▶ What you will do:
Revise the lines below by replacing each "iris flower" with "orchid" and changing nothing else. Leave the pictures out of your answer.

▶ Task input:
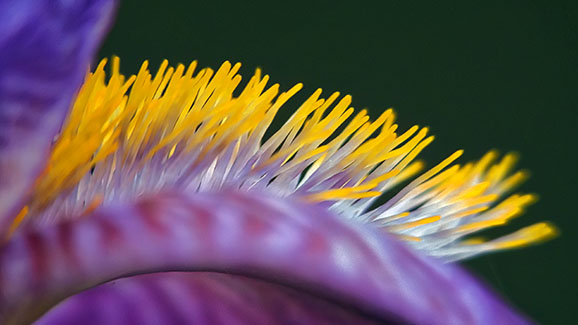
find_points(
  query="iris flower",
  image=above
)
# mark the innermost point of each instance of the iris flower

▶ Answer to this task:
find_points(
  query="orchid",
  image=above
)
# mark the innermost point of each instance of the orchid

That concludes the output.